SHORT PROBLEM A:
Please answer these from the lawsuit article, one per line:
(i) In what court and where did the groups file the lawsuit?
(ii) About how many residents does Tinian have?
(iii) What share of Tinian's prime farmland soils would be permanently lost, according to the lawsuit?

━━━ READING TEXT

The groups filed the lawsuit in federal court in Saipan.

The lawsuit says the National Environmental Policy Act requires the military to consider all of the training’s potential effects on the islands and surrounding communities.

Calls seeking comment from the Navy and Department of Defense were not immediately returned.

The Navy did not take into consideration the people involved or the wide-ranging environmental effects, according to the groups. They also allege the Navy failed to consider more suitable locations for the war games.

“The Navy’s decision would have devastating consequences for the people of Tinian and Pagan,” Earthjustice attorney David Henkin said.

Tinian is a small island in the Northern Marianas with about 3,000 residents, mostly low-income indigenous Chamorro people. The military already uses a small plot on the island for sniper training, according to the lawsuit.

Expanding training would expose residents to “high-decibel training noise, permanent loss of 15 percent of the island’s prime farmland soils, destruction of cultural and historic sites, and severe restrictions on access to traditional fishing grounds, cultural sites and recreational beaches,” the lawsuit says.

━━━━━━
━━━ INPUT DATA

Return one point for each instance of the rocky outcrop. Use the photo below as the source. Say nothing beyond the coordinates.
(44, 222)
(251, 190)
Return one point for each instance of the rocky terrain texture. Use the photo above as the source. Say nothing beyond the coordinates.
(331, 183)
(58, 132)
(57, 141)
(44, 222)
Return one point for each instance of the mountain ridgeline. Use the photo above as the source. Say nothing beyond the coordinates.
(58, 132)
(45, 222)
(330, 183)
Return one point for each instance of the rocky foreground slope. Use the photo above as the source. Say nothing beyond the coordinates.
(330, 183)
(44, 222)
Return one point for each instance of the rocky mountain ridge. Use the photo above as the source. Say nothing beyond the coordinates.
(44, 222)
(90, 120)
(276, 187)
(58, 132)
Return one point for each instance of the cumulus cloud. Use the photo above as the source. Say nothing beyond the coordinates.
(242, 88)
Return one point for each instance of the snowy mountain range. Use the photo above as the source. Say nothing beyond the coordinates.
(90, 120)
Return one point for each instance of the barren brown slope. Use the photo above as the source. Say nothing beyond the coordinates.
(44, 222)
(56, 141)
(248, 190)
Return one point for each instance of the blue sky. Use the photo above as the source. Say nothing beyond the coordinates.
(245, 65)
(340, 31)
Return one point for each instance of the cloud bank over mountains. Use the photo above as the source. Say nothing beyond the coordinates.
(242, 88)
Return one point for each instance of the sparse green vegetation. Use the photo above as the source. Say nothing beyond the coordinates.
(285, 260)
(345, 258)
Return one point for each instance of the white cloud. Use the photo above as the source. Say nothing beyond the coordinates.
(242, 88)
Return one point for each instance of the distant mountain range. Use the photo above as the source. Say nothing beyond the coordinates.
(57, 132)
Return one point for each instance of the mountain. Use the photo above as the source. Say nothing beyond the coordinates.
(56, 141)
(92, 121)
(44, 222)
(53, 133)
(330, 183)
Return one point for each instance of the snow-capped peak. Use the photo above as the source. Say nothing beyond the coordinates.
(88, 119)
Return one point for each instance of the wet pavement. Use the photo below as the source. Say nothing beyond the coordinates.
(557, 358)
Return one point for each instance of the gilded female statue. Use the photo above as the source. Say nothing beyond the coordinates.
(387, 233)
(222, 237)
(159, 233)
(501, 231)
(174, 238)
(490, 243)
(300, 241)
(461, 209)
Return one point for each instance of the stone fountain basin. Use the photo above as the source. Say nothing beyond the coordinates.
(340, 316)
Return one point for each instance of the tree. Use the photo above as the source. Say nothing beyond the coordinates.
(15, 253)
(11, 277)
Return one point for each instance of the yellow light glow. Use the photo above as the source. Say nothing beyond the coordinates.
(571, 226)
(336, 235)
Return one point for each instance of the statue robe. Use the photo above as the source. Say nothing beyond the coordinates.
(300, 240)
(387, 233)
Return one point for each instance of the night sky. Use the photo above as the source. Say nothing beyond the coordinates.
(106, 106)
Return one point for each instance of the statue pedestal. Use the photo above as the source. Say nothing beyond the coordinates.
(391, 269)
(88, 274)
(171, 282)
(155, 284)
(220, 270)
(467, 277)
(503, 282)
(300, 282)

━━━━━━

SHORT PROBLEM B: Rewrite the records from the line containing "Return one point for each instance of the night" through the end of the records, requests included, adding 101 to every number in the coordinates. Give only those lines.

EXERCISE RESPONSE A:
(i) Federal court in Saipan
(ii) About 3,000
(iii) 15 percent

EXERCISE RESPONSE B:
Return one point for each instance of the night sky. Use the photo above as the source. Say nothing beyond the coordinates.
(207, 207)
Return one point for each instance of the statue pedestal. Use the photo above as the source. Say nothing beyond the coordinates.
(492, 370)
(189, 375)
(272, 383)
(256, 385)
(321, 371)
(568, 378)
(604, 383)
(401, 383)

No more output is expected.